**EXPLORE THE MATERIAL**.
- A) Reproduce part of the code of conduct text below without alteration, beginning at the words "If you become" and stopping after the words "procedures for guidance.".
- B) Using the code of conduct text below, state for each of the following statements whether it agrees with the text, answering yes or no and quoting the deciding words exactly: (i) Breaches of the code are to be reported to the Local Safeguarding Lead. (ii) Every case of inappropriate behaviour is reported to the police. (iii) A person may be asked to undertake additional training.

--- PROVIDED TEXT ---

Inappropriate behaviour will be addressed via Woodcraft Folk’s disciplinary procedures. Depending on the circumstances, you may be asked to undertake additional training, withdraw from a particular role, be asked to leave Woodcraft Folk, or have your right to work with children and young people within the movement removed. In serious cases we may also make a report to statutory agencies such as the police and/or the local authority child protection services.
If you become aware of any breaches of this code, you must report them to your Local Safeguarding Lead. If necessary you should refer to our whistleblowing, safeguarding and child protection procedures for guidance.

--- LISTED ENTRIES ---

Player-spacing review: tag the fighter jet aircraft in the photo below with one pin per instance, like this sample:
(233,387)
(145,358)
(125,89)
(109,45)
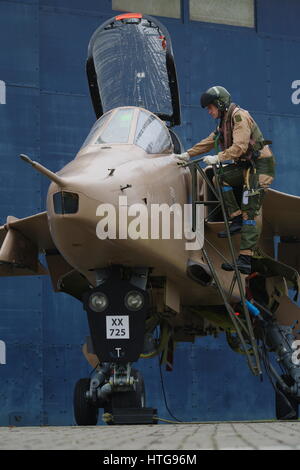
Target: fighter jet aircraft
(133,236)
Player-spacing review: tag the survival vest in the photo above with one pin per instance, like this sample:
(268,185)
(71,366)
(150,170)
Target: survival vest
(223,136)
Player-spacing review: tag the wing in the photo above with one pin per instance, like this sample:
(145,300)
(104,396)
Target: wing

---
--- LISTED ENTRIES ---

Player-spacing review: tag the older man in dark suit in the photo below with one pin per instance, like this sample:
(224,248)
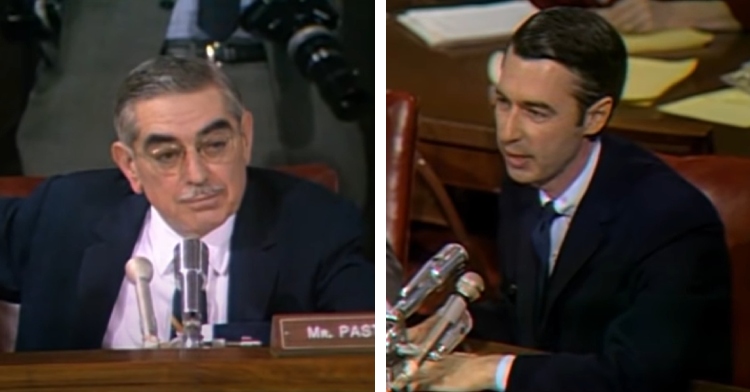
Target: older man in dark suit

---

**RESULTS FOR THE EXERCISE**.
- A)
If you become aware of any breaches of this code, you must report them to your Local Safeguarding Lead. If necessary you should refer to our whistleblowing, safeguarding and child protection procedures for guidance.

- B)
(i) Yes: "you must report them to your Local Safeguarding Lead"
(ii) No: "In serious cases we may also make a report to statutory agencies such as the police"
(iii) Yes: "you may be asked to undertake additional training"